[SET EXERCISE]:
Reproduce the listing below from its first line through the line containing "(148, 41), (199, 119)", both included.

[DATA FOR PROCESSING]:
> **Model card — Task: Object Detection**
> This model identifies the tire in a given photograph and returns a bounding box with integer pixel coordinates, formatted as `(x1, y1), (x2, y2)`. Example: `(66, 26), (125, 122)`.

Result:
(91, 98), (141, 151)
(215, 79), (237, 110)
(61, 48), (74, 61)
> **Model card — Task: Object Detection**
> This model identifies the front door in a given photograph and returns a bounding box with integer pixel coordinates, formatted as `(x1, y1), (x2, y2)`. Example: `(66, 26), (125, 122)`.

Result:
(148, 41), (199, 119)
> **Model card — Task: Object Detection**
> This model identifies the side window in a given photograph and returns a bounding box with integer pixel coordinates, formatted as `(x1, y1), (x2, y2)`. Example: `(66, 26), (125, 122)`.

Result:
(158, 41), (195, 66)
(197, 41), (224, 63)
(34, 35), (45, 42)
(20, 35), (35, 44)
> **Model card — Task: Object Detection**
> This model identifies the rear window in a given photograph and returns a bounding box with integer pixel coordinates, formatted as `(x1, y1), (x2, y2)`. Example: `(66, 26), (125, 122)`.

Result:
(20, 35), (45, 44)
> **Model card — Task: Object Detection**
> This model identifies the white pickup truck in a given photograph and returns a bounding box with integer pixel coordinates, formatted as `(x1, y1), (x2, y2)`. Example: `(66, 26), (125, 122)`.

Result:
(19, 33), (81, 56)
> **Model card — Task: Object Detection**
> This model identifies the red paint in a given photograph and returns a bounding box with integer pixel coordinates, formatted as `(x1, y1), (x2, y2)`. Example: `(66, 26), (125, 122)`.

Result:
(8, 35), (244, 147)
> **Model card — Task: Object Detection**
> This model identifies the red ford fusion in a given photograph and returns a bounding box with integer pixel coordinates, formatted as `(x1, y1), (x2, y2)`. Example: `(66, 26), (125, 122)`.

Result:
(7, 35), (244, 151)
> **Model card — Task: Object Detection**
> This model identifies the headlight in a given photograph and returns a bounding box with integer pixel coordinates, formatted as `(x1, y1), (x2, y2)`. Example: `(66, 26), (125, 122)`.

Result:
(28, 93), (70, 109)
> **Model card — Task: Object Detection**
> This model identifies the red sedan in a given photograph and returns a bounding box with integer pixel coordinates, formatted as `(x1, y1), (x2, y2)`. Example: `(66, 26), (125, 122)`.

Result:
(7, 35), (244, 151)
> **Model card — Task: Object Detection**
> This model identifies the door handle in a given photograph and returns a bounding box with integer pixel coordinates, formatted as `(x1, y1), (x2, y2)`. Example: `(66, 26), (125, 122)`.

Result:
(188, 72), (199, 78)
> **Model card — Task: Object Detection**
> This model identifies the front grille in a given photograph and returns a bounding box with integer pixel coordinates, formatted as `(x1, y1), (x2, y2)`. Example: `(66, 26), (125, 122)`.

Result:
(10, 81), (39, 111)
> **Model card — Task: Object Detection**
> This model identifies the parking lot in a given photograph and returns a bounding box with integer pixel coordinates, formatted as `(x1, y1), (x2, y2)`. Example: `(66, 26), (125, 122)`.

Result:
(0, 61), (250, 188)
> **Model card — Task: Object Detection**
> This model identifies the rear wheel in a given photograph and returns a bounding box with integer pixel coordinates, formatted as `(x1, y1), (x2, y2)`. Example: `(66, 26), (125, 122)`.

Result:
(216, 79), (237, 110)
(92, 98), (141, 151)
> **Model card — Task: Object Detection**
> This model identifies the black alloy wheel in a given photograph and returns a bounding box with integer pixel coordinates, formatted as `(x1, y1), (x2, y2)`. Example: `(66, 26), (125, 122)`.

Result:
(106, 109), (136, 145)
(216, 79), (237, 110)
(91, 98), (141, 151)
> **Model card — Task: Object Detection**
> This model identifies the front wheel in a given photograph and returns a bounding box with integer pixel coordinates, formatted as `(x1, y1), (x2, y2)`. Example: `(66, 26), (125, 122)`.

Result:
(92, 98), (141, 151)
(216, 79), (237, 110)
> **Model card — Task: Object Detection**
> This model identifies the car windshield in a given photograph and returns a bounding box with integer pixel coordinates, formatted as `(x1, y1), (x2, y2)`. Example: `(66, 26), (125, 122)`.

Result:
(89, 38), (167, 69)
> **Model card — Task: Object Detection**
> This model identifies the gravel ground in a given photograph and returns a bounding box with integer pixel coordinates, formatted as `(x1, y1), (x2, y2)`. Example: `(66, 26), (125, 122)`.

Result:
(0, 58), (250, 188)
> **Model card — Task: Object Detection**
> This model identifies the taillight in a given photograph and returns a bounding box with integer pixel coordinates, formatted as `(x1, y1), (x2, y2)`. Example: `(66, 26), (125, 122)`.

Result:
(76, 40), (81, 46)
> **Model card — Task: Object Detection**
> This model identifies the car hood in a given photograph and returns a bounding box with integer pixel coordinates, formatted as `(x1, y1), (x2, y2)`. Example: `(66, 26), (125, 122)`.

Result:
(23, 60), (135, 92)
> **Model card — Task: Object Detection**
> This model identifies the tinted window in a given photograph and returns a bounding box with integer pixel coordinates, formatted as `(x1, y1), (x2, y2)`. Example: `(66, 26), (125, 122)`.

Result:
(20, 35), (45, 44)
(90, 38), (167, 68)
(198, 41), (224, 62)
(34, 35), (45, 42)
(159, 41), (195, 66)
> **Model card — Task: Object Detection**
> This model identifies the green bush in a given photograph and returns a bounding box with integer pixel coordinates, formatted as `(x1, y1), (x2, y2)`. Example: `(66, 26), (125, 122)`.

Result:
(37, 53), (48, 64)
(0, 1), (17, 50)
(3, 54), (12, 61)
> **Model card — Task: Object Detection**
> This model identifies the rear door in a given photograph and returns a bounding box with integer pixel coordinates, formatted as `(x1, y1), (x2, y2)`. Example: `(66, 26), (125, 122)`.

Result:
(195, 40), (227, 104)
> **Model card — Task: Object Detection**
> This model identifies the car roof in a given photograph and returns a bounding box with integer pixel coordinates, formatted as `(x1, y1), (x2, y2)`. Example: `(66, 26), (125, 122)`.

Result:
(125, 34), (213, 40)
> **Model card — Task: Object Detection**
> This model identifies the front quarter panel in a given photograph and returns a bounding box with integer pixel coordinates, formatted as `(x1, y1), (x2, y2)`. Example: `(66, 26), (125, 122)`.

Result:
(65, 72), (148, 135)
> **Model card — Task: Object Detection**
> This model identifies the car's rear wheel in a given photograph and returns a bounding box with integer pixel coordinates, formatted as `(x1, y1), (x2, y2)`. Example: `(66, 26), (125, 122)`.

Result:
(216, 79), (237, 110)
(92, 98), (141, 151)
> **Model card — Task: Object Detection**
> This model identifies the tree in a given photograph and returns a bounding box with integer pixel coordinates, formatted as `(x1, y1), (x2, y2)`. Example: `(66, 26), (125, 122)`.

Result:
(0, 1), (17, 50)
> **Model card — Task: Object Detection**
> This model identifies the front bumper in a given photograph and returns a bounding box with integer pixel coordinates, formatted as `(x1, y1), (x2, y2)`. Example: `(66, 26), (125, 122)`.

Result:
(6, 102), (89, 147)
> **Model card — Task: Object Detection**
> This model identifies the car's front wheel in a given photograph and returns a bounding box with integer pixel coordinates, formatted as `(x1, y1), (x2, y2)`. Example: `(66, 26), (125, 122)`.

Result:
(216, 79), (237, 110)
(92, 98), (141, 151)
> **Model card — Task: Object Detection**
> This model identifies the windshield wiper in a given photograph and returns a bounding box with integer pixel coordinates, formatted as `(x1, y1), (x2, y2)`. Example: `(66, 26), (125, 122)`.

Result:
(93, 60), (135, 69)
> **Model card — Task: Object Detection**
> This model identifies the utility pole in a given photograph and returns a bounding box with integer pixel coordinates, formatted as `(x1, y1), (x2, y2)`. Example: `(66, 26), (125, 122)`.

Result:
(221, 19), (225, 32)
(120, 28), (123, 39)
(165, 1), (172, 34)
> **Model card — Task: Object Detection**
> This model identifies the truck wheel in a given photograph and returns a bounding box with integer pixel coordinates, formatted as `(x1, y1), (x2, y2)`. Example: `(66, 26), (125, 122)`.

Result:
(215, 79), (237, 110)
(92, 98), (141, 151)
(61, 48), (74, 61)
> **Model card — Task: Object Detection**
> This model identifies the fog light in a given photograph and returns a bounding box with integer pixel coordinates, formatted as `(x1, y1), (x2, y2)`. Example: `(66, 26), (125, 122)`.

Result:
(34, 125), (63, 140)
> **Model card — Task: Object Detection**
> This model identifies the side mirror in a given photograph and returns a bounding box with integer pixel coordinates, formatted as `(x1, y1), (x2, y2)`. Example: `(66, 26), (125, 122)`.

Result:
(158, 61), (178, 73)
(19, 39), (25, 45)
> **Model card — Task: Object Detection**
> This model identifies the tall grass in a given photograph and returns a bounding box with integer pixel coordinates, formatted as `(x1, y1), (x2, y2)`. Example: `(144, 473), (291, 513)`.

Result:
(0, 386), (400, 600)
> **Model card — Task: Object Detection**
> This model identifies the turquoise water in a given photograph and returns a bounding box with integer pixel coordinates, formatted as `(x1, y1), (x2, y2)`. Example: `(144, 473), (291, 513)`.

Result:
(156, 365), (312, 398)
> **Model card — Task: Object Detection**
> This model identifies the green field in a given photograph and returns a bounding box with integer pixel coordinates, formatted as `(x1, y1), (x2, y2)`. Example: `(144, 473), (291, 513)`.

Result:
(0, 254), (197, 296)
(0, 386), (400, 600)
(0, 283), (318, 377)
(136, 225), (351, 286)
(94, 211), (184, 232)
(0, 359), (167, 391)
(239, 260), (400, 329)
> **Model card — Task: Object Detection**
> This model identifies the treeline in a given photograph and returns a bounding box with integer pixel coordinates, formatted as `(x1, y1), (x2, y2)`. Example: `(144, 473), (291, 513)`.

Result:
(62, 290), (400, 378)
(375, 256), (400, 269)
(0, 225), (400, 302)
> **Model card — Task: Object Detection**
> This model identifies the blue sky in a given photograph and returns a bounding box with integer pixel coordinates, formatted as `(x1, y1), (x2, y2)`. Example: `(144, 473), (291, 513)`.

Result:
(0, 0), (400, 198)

[SOLUTION TO THE EXERCISE]:
> **Model card — Task: Object Detection**
> This model identifies the tire in a given photograph and returns a bounding box with integer pixel coordinates, formatted as `(x1, y1), (x2, y2)`. Example: `(66, 26), (125, 122)`.

Result:
(91, 98), (141, 151)
(215, 79), (237, 110)
(61, 48), (74, 61)
> **Model card — Task: Object Detection**
> This model identifies the front door in a given photograph and returns a bounding box with integer pixel coordinates, formatted as `(x1, y1), (x2, y2)`. Example: `(66, 26), (125, 122)`.

Result:
(148, 41), (199, 119)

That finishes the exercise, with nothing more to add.